▶ **THE TASK**: Copy the material below line for line, with no changes.

▶ **EXTRACTED RECORDS**:
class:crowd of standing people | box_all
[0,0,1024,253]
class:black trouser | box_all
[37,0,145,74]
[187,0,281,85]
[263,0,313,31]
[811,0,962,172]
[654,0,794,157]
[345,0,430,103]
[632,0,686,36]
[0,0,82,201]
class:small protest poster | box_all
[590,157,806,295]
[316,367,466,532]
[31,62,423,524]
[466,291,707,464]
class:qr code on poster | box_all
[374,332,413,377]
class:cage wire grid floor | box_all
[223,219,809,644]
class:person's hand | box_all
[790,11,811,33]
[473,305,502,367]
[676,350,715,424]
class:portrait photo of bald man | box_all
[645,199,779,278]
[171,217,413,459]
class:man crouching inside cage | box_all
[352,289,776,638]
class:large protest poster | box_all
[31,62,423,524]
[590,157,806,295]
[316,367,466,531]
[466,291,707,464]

▶ **EXERCISE OUTPUT**:
class:crowd of standing people | box_all
[0,0,1024,253]
class:black trouser | box_all
[37,0,145,74]
[187,0,281,85]
[263,0,313,31]
[811,0,962,172]
[654,0,794,157]
[345,0,430,103]
[632,0,686,36]
[0,0,82,201]
class:small protest poster | box_all
[590,157,806,295]
[316,367,466,532]
[31,62,423,524]
[466,291,707,464]
class:qr code on poster | box_all
[374,332,413,377]
class:cage wire grid floor | box_all
[223,219,809,644]
class:person's hand | box_all
[790,11,811,33]
[473,305,502,367]
[676,350,715,424]
class:portrait photo of bald man | box_all
[645,199,779,278]
[171,217,413,459]
class:man crouching inside cage | box_all
[352,289,776,638]
class:large protest poster | box_all
[31,62,423,524]
[590,157,806,295]
[316,367,466,531]
[466,291,707,464]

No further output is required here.